*SUPPLIED TEXT*
^^^^^^^^
The San Francisco office market is reporting its ninth consecutive quarter of negative net
absorption, approximately negative 7.3 million SF year-to-date, with this quarter accounting for
over negative 2.2 million SF, greater than any quarter in 2023. Total office vacancy continues to
rise and currently sits at 30.8% – up 230 basis points (bps) quarter-over-quarter. The continued
popularity of subleases for companies wary of long-term commitments outpaced supply
this quarter with the sublease vacancy rate decreasing 30 bps to 5.8%. However, sublease
vacancies have increased by 60 bps year-over-year, cautioning against attributing this drop
to a fundamental change in long-term sublease supply and demand dynamics.
Leasing activity throughout the quarter grew year-over-year by 31.5% to 2,106,599 SF.
Class A and B office buildings led leasing activity, accounting for approximately 72.8%
(1,534,343 SF) and 24.1% (508,273 SF) of total leasing activity, respectively. Throughout the
market, rental rates continue to decline as average direct rental asking rates fell to $53.26/sf.
Within the Financial District, direct rental rates for Class A and Class B spaces have fallen to
$56.14 /SF and $52.28 /SF respectively. Despite the dip in rental rates, there is a large
discrepancy in pricing with very limited compression. Overall, the office market continues
to bifurcate as premier Class A offices with desirable amenities regularly rent for above $80
/sf full service and average direct rental asking rates for Class B and C offices have fallen to
$46.96/ sf and $39.72 /SF full service respectfully.
^^^^^^^^
*TASK 1*
According to the office market report, what is the current total office vacancy rate in San Francisco?
*TASK 2*
The office market report notes that the sublease vacancy rate fell 30 bps this quarter. Why does it warn against reading this drop as a fundamental change in long-term sublease supply and demand?
*TASK 3*
Reproduce verbatim the passage of the office market report starting with "Leasing activity throughout" and going on through "fell to $53.26/sf.".
The listing comes from a different source than the office market report.

*DATA SEGMENT*
^^^^^^^^
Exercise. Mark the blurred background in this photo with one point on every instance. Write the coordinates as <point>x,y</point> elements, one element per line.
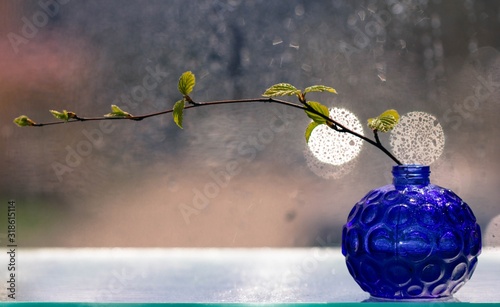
<point>236,175</point>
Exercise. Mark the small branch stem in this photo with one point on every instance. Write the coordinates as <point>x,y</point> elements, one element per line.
<point>333,124</point>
^^^^^^^^
*ANSWER SPACE 1*
30.8%

*ANSWER SPACE 2*
Sublease vacancies have still risen by 60 bps year-over-year, so the drop this quarter does not show a lasting shift in sublease supply and demand.

*ANSWER SPACE 3*
Leasing activity throughout the quarter grew year-over-year by 31.5% to 2,106,599 SF.
Class A and B office buildings led leasing activity, accounting for approximately 72.8%
(1,534,343 SF) and 24.1% (508,273 SF) of total leasing activity, respectively. Throughout the
market, rental rates continue to decline as average direct rental asking rates fell to $53.26/sf.